(Zapisy oznaczonych punktów)
========================

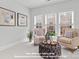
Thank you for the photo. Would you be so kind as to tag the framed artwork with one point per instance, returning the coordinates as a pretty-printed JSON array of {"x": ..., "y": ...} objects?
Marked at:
[
  {"x": 21, "y": 19},
  {"x": 7, "y": 17}
]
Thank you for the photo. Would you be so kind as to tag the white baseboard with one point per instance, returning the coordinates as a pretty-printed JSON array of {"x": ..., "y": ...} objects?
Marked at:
[{"x": 6, "y": 46}]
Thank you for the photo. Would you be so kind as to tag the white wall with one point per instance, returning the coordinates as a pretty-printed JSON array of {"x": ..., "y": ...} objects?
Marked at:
[
  {"x": 72, "y": 5},
  {"x": 10, "y": 34}
]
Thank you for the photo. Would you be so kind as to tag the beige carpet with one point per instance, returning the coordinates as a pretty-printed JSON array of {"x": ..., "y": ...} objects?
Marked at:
[{"x": 20, "y": 51}]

========================

## Cel zadania
Zamień w całym powyższym zestawieniu każde wystąpienie „Marked at” na „Located at”, a resztę pozostaw bez zmian. Podaj zestawienie ponownie bez obrazów.

## Wynik zadania
Thank you for the photo. Would you be so kind as to tag the framed artwork with one point per instance, returning the coordinates as a pretty-printed JSON array of {"x": ..., "y": ...} objects?
Located at:
[
  {"x": 21, "y": 19},
  {"x": 7, "y": 17}
]
Thank you for the photo. Would you be so kind as to tag the white baseboard with one point per instance, returning the coordinates as a pretty-printed JSON array of {"x": ..., "y": ...} objects?
Located at:
[{"x": 6, "y": 46}]
Thank you for the photo. Would you be so kind as to tag the white wall with one point per instance, returning the coordinates as a pretty-printed JSON array of {"x": ..., "y": ...} objects?
Located at:
[
  {"x": 72, "y": 5},
  {"x": 10, "y": 34}
]
Thank you for the photo. Would you be so kind as to tag the beige carpet with one point per instance, returning the coordinates as a pretty-printed JSON array of {"x": ..., "y": ...} objects?
Located at:
[{"x": 20, "y": 51}]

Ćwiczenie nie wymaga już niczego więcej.